* **YOUR INSTRUCTIONS**
Locate the line containing "Look at this image and locate every instance of bird's black", then please write out that line and all the lines below it in the entries exactly.

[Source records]
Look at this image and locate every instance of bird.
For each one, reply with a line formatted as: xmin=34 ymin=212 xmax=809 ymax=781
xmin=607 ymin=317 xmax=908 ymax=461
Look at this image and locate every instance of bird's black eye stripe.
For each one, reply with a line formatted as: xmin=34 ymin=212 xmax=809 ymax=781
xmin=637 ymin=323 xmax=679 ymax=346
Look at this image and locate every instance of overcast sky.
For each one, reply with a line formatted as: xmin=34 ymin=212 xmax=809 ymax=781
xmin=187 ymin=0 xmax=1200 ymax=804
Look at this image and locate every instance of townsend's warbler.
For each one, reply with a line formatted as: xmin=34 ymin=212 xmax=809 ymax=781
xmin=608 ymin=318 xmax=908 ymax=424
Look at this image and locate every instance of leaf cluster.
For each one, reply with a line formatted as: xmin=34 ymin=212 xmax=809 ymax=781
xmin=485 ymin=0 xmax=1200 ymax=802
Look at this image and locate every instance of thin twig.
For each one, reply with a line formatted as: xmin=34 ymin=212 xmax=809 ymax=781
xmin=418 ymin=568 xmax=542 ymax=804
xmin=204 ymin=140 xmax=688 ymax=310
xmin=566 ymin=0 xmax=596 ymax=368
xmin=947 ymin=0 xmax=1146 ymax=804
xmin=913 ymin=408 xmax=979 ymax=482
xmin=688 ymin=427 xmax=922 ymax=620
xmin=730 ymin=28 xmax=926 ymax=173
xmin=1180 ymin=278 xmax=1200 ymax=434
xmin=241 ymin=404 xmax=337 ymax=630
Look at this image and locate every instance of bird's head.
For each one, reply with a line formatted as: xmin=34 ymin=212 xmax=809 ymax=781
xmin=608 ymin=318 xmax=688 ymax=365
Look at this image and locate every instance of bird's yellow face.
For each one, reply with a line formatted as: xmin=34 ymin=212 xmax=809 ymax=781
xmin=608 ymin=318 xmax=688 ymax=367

* **FULL SOLUTION**
Look at this image and locate every instance of bird's black eye stripe.
For each one, reply with a line formatted as: xmin=34 ymin=212 xmax=809 ymax=781
xmin=637 ymin=323 xmax=679 ymax=346
Look at this image and locate every instance of overcast sky.
For each one, reply with a line formatted as: xmin=34 ymin=212 xmax=809 ymax=781
xmin=187 ymin=0 xmax=1200 ymax=804
Look at this image and locate every instance of townsend's warbler.
For each one, reply with a line formatted as: xmin=34 ymin=212 xmax=809 ymax=781
xmin=608 ymin=318 xmax=908 ymax=424
Look at this image and locate every instance of leaf cluster.
For each one, reply with a line formatted as: xmin=34 ymin=212 xmax=809 ymax=781
xmin=485 ymin=0 xmax=1200 ymax=802
Look at this image and locate every instance of thin twig.
For each one, reply with a line formatted as: xmin=34 ymin=212 xmax=809 ymax=781
xmin=418 ymin=568 xmax=542 ymax=804
xmin=204 ymin=140 xmax=688 ymax=310
xmin=566 ymin=0 xmax=596 ymax=368
xmin=947 ymin=0 xmax=1146 ymax=804
xmin=913 ymin=408 xmax=979 ymax=482
xmin=688 ymin=427 xmax=922 ymax=620
xmin=730 ymin=28 xmax=926 ymax=173
xmin=1180 ymin=278 xmax=1200 ymax=434
xmin=241 ymin=404 xmax=337 ymax=630
Look at this image and locate every instance of bird's head.
For each one, reply with a line formatted as: xmin=34 ymin=212 xmax=809 ymax=781
xmin=608 ymin=318 xmax=688 ymax=365
Look at this image and locate every instance of bird's yellow face.
For each one, reply with a line formatted as: xmin=34 ymin=212 xmax=809 ymax=781
xmin=608 ymin=318 xmax=688 ymax=367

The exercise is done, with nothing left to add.